*SELECTED TEXT*
start
That Old Feeling: Best Bette Yet
Richard Corliss cheers the Divine Miss Midler on her latest concert tour

She’s nearly done it all, with a ripe and majestic flair, but there are three things Bette Midler hasn’t tried and would surely bring off superbly:

1. A starring role in a Broadway musical. Nearly 40 years ago she worked her way up from the chorus to a daughter role in “Fiddler on the Roof.” She put her “Clams on the Half Shell” revue in a Broadway house in 1975, and was pretty sensaysh playing Mama Rose in a TV “Gypsy.” But the most theatrical singer-actress of her or possibly any day has never hung her name over a book show on the Great Great Way. It’s time, past time — for Broadway’s sake, if not for hers.

2. A TV talk-and-variety show. Could the woman who repackaged star quality for the post-Vietnam age do what any successful talk show host has to: pretend to listen to other people while thinking up witty ripostes? I don’t know. The 5ft.1in. diva may be too big for the small screen, and end up with ego on her face, as she did in her short-lived prime-time TV sitcom. But remember that Bette found her first fame back in 1970 swapping double entendres with Johnny Carson, and on his last show in 1992 sent him off moist and grateful with a tweaked rendition of “You Made Me Love You.” Besides, for the chance to see Midler five hours a week, it’s worth trying.
end
*EXERCISE INSTRUCTIONS*
Answer these questions about the Bette Midler article:
1. In what year did Midler put her "Clams on the Half Shell" revue in a Broadway house?
2. What height does the article give for Midler?
3. What song did Midler sing on Johnny Carson's last show in 1992?

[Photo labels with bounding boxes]
start
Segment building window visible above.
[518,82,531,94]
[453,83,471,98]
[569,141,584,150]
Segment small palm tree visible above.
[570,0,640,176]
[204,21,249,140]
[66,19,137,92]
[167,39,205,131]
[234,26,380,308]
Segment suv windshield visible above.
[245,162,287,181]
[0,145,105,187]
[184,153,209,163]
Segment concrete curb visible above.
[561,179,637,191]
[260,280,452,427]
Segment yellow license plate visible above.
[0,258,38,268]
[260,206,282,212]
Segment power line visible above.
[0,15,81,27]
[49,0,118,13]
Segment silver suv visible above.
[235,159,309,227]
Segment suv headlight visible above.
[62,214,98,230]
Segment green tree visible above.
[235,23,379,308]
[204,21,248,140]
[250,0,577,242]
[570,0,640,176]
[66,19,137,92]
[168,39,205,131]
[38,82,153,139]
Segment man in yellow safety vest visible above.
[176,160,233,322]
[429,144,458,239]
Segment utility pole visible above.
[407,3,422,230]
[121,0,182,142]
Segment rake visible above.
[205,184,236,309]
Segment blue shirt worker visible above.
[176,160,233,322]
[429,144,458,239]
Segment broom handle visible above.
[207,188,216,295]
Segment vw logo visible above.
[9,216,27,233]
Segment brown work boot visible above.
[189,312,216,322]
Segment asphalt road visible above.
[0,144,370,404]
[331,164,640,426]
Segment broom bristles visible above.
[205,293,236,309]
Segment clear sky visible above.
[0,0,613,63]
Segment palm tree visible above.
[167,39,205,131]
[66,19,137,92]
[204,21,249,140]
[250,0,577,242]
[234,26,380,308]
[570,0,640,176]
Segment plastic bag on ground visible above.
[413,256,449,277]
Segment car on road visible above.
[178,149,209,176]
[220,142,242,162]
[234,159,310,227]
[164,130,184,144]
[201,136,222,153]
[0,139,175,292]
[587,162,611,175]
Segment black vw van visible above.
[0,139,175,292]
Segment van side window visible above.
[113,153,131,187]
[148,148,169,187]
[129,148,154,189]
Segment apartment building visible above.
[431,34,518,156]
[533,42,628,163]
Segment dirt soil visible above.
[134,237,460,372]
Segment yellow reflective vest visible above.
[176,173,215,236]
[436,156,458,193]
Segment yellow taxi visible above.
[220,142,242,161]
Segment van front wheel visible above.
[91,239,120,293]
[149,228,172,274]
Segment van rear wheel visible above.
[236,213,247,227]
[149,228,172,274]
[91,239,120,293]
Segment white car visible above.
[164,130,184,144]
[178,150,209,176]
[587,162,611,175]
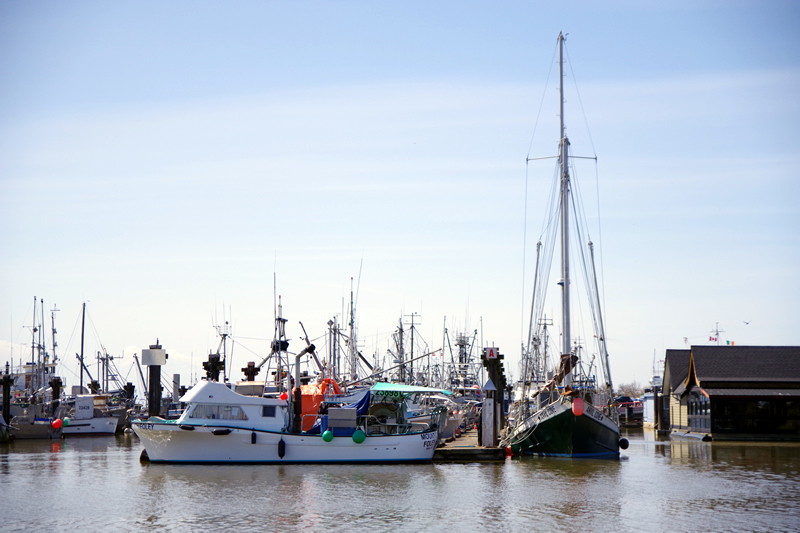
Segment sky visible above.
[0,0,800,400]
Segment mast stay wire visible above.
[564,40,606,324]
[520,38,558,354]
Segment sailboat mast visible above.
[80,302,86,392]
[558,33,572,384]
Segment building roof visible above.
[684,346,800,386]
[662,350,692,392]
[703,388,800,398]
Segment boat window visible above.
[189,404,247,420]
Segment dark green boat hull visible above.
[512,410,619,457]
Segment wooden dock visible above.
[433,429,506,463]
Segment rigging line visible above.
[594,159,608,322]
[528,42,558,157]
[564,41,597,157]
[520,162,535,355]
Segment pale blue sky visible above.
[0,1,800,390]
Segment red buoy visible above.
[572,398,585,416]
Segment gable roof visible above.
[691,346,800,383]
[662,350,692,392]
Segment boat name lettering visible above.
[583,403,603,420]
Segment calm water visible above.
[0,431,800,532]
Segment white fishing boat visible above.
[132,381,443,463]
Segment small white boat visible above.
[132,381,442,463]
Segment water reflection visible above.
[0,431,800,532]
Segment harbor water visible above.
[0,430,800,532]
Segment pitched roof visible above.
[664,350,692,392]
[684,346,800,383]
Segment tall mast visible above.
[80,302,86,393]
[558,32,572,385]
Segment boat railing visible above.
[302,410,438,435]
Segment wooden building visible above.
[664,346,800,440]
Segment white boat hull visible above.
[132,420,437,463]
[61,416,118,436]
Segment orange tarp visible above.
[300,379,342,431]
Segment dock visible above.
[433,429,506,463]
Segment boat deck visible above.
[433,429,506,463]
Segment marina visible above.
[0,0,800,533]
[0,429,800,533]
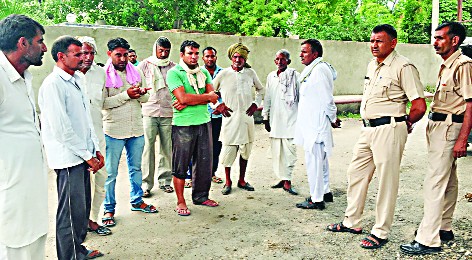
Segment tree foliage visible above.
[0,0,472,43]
end
*CORRECT OUTPUT*
1. 1975
2. 5ft.1in.
3. "You Made Me Love You"